◆ Work item ◆
Name every organization mentioned by name in the text on transition bonds below.

(Text section)

The report charts the emergence of the transition bond market, noting that 11 bonds were issued in 2020 to explicitly fund projects or activities designed to help carbon intensive organizations steer a path towards a lower-carbon future. This included Bank of China's issuance of nearly $780 million of transition bonds in January to support China's new goal of achieving "carbon neutrality" by 2060 and a string of instruments issued over the past 18 months by Italian gas distribution company Snam to fund "energy transition initiatives." The nascent market is poised for exponential growth over the coming years as companies, national and subnational governments seek funding to deliver on their climate goals and overhaul their operations to pivot away from high-carbon assets and activities, the report states.

The report concedes that work needs to be done to give lenders more confidence in the transition bond market, noting that the market response thus far has been "mixed" due to concerns around the relevance, reliability and availability of transition pathways proposed by issuers. In recent months, some green or climate bonds have faced criticism from some investors and campaigners, who have alleged that investments labelled as "green" have been used to fund high carbon projects and industries.

However, the CBI said a "consensus-building process" already was underway, pointing to a white paper published last autumn that explored how the transition bond market could be better streamlined and regulated, as well as a handbook released by the International Capital Market Association (ICMA) in December. However, it recommended investors place the rapidly growing segment under "continual scrutiny" to help ensure so-called "transition-washing" does not occur.

Elsewhere, the CBI's analysis explores "the rise of the sovereign GSS bond club," noting that 10 new players entered the market this year, bringing the total number to 22. The non-profit predicts this number will snowball over the coming years, arguing that sovereign bonds are a no-brainer for the 110 countries that have committed to achieving some form of "carbon neutrality" by mid-century, as well as for governments that have pledged to deliver a "green recovery" from the pandemic. The U.K. is set to join the league this summer, when it plans to launch its maiden sovereign green bond.

The gap between current investment levels and the sustained flow of global capital in trillions towards climate and green solutions is yet to be bridged.

However, while the sustainable bond markets broke records last year, the CBI cautioned that overall debt issued still falls far short of the levels required to deliver the green infrastructure and climate solutions required to build a net-zero emission economy within three decades. "2020 was a demonstration that business-as-usual economic policy is not sufficient to address multiple and sustained shocks of the sort that climate impacts will increasingly drive," Kidney warned. "The gap between current investment levels and the sustained flow of global capital in trillions towards climate and green solutions is yet to be bridged."

(End Text section)
(Extracted data)

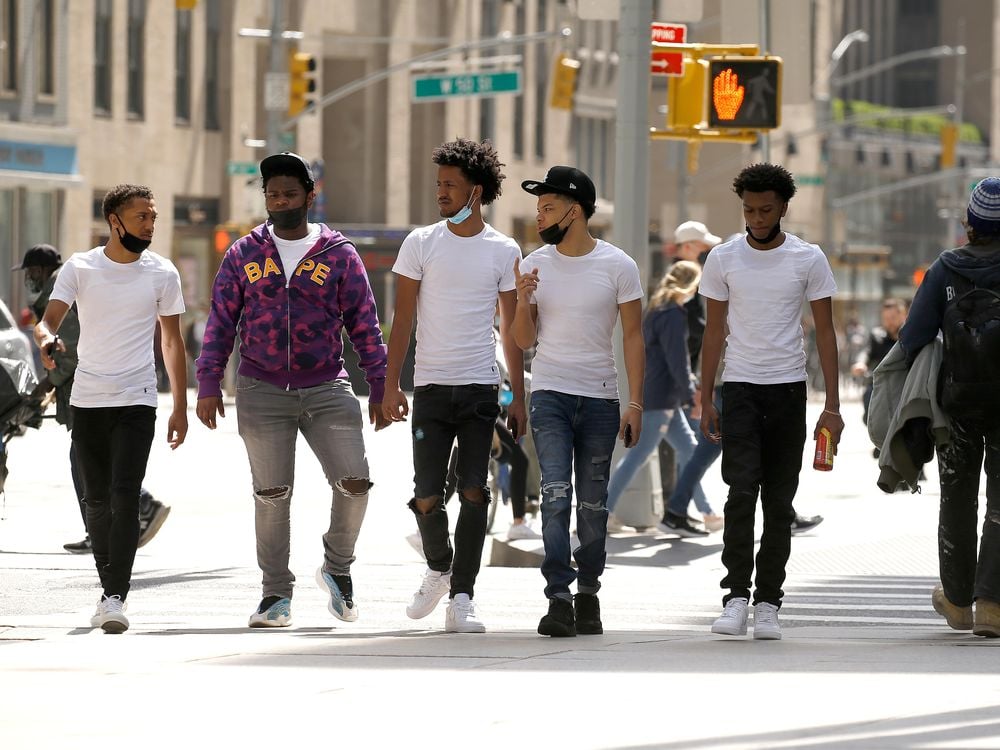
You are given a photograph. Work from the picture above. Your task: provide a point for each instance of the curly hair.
(759, 178)
(120, 195)
(479, 162)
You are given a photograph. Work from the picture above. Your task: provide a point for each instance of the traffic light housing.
(949, 144)
(564, 82)
(744, 93)
(301, 80)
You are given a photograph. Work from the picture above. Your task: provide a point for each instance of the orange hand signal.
(727, 94)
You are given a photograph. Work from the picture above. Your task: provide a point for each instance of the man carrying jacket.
(290, 288)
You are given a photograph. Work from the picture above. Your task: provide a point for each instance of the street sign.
(668, 33)
(666, 63)
(234, 168)
(438, 87)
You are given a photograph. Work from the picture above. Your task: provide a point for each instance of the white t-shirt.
(577, 299)
(118, 304)
(292, 251)
(460, 278)
(766, 290)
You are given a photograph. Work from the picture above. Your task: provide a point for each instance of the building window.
(136, 57)
(213, 37)
(541, 80)
(102, 57)
(182, 74)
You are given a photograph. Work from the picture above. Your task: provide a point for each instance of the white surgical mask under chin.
(463, 213)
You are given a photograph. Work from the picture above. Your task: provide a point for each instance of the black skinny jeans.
(763, 434)
(442, 413)
(964, 575)
(112, 447)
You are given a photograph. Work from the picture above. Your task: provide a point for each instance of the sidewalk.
(864, 663)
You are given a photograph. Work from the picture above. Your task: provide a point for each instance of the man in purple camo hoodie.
(289, 288)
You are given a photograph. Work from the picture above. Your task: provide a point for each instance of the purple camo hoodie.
(290, 329)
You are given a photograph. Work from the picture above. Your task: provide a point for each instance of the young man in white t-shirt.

(End Extracted data)

◆ Answer space ◆
Bank of China
Snam
CBI
International Capital Market Association (ICMA)